Leave out the pictures and copy each record below exactly.
_ _ _ _
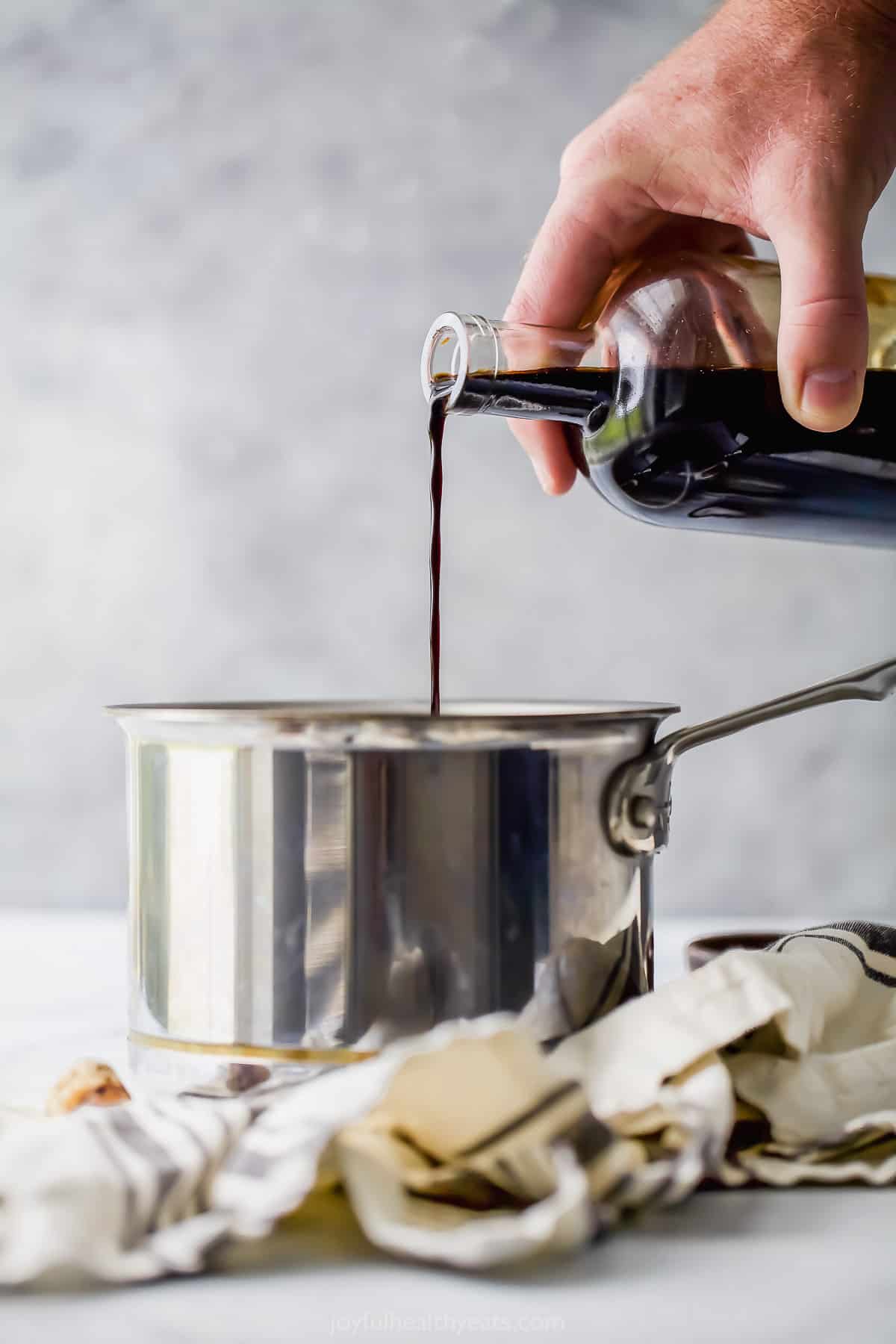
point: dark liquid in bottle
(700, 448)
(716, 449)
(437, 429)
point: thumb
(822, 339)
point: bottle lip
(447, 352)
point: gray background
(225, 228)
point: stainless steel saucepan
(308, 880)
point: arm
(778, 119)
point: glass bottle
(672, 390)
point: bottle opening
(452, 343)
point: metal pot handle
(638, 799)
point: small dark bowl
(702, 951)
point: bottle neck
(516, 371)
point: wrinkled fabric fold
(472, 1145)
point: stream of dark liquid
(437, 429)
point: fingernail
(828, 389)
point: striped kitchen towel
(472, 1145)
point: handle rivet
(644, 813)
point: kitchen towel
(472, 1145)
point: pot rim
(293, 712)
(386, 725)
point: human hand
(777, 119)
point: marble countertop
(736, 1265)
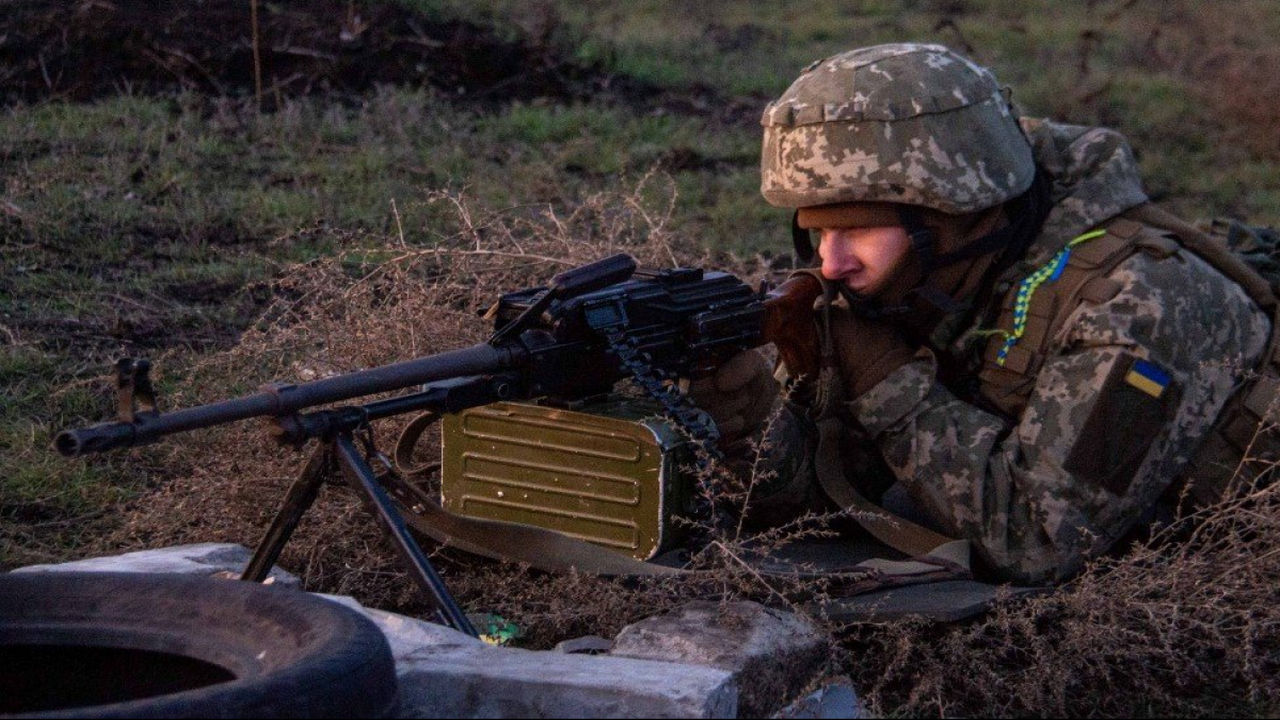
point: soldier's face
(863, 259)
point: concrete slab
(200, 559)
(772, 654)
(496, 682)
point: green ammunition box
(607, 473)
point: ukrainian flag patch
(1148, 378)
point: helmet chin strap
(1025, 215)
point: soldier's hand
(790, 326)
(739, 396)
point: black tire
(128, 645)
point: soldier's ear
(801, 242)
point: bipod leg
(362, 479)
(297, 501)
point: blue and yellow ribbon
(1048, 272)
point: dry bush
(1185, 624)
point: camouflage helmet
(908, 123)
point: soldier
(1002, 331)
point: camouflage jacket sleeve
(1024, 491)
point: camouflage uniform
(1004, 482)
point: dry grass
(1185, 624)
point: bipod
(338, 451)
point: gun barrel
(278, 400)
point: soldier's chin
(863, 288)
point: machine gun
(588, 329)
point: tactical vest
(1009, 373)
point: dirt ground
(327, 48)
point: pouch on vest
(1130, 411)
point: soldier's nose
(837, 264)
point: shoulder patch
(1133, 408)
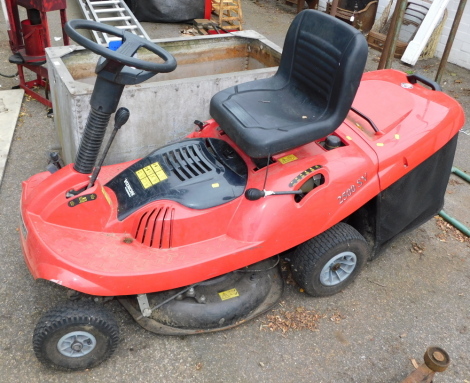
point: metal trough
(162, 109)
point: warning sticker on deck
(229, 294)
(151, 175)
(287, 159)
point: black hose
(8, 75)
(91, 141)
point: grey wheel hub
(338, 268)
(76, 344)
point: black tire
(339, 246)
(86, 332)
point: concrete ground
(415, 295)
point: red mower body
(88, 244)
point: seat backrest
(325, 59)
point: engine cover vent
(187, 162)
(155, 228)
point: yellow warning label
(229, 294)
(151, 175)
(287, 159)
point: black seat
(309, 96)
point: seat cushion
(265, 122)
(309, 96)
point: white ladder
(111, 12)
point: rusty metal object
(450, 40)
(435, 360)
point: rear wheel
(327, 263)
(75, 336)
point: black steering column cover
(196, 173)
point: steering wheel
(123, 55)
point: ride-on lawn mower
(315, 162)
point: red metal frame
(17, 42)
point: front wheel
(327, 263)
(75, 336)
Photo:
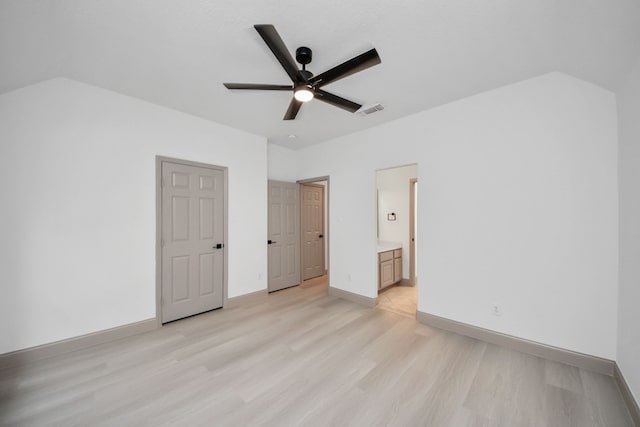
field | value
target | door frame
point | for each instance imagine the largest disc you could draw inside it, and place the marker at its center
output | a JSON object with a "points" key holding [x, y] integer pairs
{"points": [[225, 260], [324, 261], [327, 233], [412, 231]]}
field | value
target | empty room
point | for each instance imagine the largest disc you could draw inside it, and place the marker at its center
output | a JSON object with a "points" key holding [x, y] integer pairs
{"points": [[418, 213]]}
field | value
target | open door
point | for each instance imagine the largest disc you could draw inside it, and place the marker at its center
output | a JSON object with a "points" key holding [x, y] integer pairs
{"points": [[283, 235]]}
_ _ _ _
» **Your solution**
point: dark liquid in bottle
(700, 448)
(716, 449)
(437, 429)
point: thumb
(822, 339)
point: bottle lip
(447, 352)
point: gray background
(225, 228)
point: stainless steel saucepan
(308, 880)
point: arm
(778, 119)
point: glass bottle
(672, 390)
point: bottle opening
(452, 343)
point: metal pot handle
(638, 799)
point: small dark bowl
(702, 951)
point: bottle neck
(516, 371)
point: wrinkled fabric fold
(472, 1145)
point: stream of dark liquid
(437, 429)
point: fingernail
(828, 389)
point: striped kitchen towel
(472, 1145)
point: handle rivet
(644, 813)
point: kitchen towel
(472, 1145)
point: pot rim
(293, 712)
(386, 725)
point: human hand
(777, 119)
point: marble countertop
(736, 1265)
point: soldier's face
(863, 259)
point: concrete slab
(200, 559)
(772, 654)
(496, 682)
point: green ammunition box
(607, 473)
point: ukrainian flag patch
(1148, 378)
point: helmet chin strap
(1025, 215)
point: soldier's hand
(790, 326)
(739, 396)
point: black tire
(128, 645)
point: soldier's ear
(801, 242)
point: bipod leg
(362, 479)
(297, 501)
point: blue and yellow ribbon
(1048, 272)
point: dry bush
(1185, 624)
point: camouflage helmet
(908, 123)
point: soldier
(1002, 331)
point: camouflage jacket sleeve
(1024, 491)
point: camouflage uniform
(1004, 482)
point: dry grass
(1185, 624)
point: bipod
(338, 451)
point: gun barrel
(278, 400)
point: soldier's chin
(863, 288)
point: machine gun
(588, 329)
point: tactical vest
(1009, 373)
point: dirt ground
(327, 48)
point: pouch on vest
(1130, 411)
point: soldier's nose
(837, 264)
point: shoulder patch
(1133, 408)
point: metal trough
(162, 109)
point: warning sticker on deck
(229, 294)
(151, 175)
(287, 159)
point: black hose
(8, 75)
(91, 141)
point: grey wheel hub
(338, 268)
(76, 344)
point: black tire
(339, 246)
(86, 332)
point: concrete ground
(415, 295)
point: red mower body
(88, 244)
point: seat backrest
(325, 59)
point: engine cover vent
(187, 162)
(155, 228)
point: yellow warning label
(229, 294)
(151, 175)
(287, 159)
point: black seat
(309, 96)
point: seat cushion
(265, 122)
(309, 96)
point: white ladder
(111, 12)
point: rusty metal object
(450, 40)
(435, 360)
point: rear wheel
(327, 263)
(75, 336)
point: black steering column cover
(196, 173)
point: steering wheel
(123, 55)
point: ride-on lawn mower
(315, 162)
point: red metal frame
(17, 42)
point: front wheel
(327, 263)
(75, 336)
Photo:
field | value
target | door frame
point | for each instance imagine the largest disc you could draw inside it, and place the marker at its center
output | a JSON object with a "points" key holding [x, y] integer pairs
{"points": [[225, 260], [324, 261], [327, 233], [412, 231]]}
field | value
target | empty room
point | for each instance imagine the largest disc you could draw inside it, and place the marker at its center
output | a JSON object with a "points" key holding [x, y] integer pairs
{"points": [[418, 213]]}
field | value
target | open door
point | for each instance imagine the largest disc you could draw inside it, and place the marker at its center
output | a JSON object with a "points" key holding [x, y] integer pairs
{"points": [[283, 235]]}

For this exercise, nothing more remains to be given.